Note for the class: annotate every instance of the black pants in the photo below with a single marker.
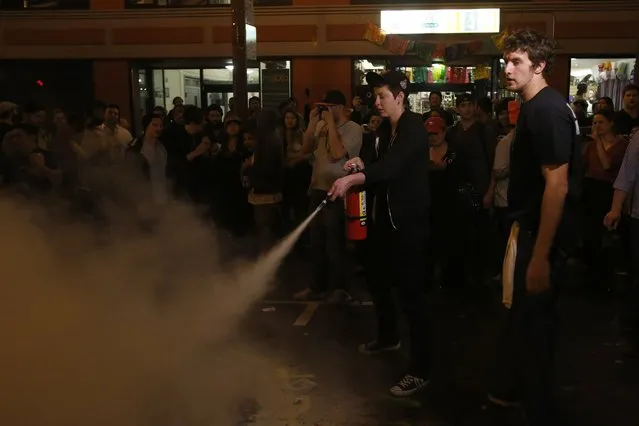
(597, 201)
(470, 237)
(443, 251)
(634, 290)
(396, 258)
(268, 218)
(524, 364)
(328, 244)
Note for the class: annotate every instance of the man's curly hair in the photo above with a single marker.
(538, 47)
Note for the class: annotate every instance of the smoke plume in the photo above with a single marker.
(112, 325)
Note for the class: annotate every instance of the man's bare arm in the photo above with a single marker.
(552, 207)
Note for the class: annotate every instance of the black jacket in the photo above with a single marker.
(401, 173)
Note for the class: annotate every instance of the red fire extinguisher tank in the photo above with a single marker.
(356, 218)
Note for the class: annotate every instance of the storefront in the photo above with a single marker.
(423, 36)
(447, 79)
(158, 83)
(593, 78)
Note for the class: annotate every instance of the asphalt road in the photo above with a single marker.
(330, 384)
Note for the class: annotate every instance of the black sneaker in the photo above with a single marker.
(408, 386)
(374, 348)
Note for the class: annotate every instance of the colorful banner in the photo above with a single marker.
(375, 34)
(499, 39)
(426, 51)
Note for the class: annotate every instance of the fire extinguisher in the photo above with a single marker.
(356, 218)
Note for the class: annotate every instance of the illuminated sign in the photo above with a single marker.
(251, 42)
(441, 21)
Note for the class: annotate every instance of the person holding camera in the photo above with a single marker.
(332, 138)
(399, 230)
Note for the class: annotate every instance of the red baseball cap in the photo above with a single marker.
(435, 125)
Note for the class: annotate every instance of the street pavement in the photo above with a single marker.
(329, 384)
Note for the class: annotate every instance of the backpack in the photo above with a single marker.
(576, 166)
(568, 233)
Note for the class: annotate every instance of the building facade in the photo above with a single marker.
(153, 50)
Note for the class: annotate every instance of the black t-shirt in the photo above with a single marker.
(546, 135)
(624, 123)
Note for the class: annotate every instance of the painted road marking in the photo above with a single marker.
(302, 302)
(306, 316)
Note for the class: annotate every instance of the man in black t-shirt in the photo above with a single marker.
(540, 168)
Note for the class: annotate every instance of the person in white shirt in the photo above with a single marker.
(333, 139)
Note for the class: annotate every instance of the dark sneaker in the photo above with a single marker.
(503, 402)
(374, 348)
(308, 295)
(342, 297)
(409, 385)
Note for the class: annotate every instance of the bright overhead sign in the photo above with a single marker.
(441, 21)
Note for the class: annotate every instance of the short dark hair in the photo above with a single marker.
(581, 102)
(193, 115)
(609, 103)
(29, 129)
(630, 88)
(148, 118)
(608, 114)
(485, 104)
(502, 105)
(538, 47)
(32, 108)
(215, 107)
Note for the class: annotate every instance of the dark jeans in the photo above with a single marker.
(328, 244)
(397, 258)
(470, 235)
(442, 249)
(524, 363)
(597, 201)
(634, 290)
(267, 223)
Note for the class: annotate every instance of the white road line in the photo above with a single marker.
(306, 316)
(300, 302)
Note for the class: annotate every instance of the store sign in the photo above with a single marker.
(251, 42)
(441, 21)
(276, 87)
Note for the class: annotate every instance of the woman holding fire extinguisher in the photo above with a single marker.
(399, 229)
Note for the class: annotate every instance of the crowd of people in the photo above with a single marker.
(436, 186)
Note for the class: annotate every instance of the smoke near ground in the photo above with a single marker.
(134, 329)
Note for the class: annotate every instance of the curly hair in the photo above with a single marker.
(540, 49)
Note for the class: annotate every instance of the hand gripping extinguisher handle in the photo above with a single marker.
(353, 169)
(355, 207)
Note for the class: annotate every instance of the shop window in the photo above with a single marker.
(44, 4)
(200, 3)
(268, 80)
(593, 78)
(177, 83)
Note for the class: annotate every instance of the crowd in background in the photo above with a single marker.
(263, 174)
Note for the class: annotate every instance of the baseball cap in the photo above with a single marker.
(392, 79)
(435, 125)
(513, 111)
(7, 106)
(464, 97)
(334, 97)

○ ○ ○ ○ ○ ○ ○

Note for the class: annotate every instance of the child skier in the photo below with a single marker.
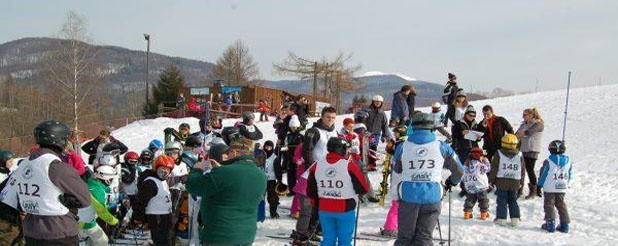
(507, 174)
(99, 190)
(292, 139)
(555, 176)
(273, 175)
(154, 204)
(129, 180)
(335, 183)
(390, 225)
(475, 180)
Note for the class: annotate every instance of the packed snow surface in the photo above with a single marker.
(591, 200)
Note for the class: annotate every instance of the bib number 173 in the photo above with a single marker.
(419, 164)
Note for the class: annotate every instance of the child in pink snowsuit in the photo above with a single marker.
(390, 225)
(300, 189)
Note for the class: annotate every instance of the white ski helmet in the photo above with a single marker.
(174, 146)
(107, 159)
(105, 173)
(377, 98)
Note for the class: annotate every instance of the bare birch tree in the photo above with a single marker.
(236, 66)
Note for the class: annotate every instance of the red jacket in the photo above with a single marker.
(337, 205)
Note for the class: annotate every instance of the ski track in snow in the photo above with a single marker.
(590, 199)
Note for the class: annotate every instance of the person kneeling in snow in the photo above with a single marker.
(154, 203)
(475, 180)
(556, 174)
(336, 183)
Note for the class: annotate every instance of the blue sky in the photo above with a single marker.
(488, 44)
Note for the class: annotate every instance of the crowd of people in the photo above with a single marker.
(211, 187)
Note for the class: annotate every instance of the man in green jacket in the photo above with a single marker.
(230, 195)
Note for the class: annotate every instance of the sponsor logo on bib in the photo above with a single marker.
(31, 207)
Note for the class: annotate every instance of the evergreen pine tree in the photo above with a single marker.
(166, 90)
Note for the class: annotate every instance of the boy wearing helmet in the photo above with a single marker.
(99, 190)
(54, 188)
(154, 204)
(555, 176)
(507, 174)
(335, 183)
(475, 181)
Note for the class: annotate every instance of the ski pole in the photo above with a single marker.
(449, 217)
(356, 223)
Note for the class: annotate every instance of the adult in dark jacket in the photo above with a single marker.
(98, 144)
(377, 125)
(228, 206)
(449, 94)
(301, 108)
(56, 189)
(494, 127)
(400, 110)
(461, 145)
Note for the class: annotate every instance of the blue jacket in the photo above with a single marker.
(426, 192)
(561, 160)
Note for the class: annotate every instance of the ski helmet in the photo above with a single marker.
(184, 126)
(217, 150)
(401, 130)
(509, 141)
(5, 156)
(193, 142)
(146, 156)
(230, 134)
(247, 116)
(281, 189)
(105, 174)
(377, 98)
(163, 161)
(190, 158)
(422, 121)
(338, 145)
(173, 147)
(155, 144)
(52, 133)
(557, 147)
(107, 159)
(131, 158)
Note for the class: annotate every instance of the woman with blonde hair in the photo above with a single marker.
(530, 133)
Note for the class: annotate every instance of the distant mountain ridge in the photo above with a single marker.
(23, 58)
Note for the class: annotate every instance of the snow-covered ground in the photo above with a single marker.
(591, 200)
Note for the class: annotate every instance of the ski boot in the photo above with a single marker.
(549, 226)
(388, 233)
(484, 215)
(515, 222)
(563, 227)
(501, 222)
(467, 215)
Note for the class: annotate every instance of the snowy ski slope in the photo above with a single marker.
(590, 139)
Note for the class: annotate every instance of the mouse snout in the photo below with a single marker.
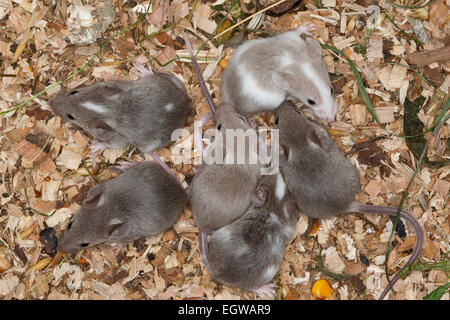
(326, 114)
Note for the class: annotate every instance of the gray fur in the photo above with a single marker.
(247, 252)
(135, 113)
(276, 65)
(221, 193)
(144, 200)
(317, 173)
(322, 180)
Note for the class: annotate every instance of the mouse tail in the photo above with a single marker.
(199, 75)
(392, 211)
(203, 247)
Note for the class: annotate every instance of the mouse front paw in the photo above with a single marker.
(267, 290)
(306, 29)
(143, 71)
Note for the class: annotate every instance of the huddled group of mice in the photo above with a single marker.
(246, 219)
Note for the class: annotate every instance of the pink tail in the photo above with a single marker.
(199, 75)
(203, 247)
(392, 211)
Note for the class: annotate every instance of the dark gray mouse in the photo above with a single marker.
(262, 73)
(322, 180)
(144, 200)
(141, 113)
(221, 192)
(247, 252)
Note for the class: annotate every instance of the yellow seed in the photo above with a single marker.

○ ○ ○ ○ ○ ○ ○

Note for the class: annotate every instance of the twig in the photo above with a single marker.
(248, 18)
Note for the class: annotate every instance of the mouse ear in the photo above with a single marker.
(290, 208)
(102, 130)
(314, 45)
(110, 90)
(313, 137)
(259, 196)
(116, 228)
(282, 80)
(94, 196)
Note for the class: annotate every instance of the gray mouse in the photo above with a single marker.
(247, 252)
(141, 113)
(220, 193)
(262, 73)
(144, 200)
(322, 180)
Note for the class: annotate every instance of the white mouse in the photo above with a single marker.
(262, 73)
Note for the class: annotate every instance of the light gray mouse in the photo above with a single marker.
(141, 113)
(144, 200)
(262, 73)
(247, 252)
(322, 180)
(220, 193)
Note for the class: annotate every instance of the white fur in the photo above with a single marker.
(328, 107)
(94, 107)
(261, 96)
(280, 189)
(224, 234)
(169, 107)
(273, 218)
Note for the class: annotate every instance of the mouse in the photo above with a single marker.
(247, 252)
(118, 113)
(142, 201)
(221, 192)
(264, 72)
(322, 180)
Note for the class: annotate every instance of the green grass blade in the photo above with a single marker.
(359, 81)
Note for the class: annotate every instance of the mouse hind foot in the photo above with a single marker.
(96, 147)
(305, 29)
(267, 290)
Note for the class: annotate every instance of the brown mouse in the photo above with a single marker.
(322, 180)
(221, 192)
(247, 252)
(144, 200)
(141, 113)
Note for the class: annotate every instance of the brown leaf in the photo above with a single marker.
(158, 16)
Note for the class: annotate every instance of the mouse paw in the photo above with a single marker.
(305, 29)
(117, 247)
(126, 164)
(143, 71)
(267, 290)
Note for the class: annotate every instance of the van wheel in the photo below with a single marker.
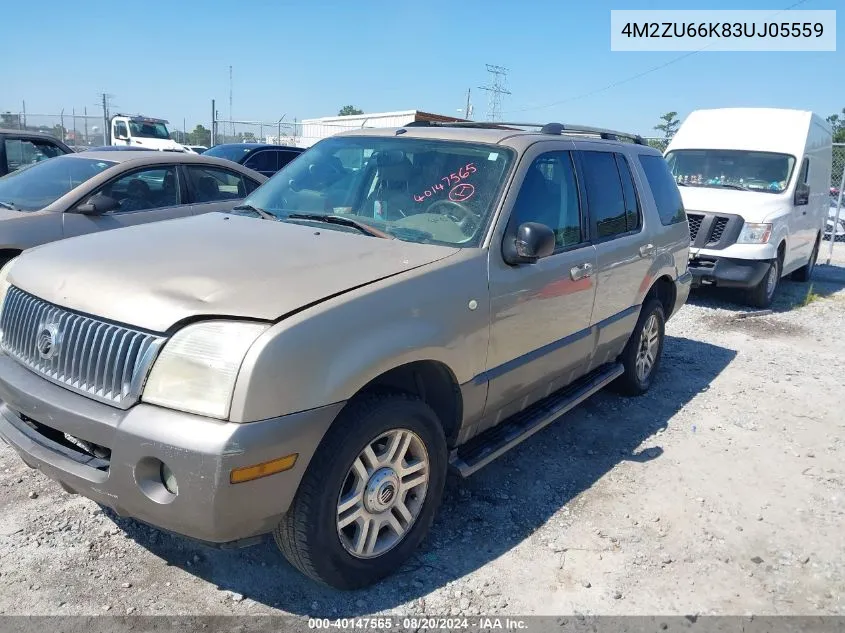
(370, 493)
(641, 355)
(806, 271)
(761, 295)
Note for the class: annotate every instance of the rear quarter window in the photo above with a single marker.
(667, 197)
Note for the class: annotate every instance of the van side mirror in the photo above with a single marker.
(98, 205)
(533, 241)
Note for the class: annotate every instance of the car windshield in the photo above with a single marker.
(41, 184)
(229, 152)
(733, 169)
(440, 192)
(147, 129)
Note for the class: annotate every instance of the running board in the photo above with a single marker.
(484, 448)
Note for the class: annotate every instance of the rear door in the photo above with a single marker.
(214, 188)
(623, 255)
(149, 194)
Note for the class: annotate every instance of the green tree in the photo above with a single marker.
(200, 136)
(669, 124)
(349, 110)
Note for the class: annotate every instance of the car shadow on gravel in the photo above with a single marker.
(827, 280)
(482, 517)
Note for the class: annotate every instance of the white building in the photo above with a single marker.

○ ○ ○ ○ ○ ○ ○

Exercise brief -
Print the rows again without changing anything, from the line containing "Note for the class: annotate every instance of the running" through the line containing "the white building", and include both of those lines.

Solution to the problem -
Note for the class: annotate every instance of the running board in the photo above with a single marker.
(484, 448)
Note for the class: annotate every instance of the rear door in the photo above with a single marker.
(214, 188)
(623, 255)
(149, 194)
Note for the class: annotate every instance of the green tree in the photo above with a single marker.
(200, 136)
(669, 124)
(349, 110)
Note for the class: annotate every instance of the car shadow on gravel in the photo above with a single marker.
(827, 280)
(482, 517)
Note for the class: annotate every instance of the white building in the photo above with a single marker.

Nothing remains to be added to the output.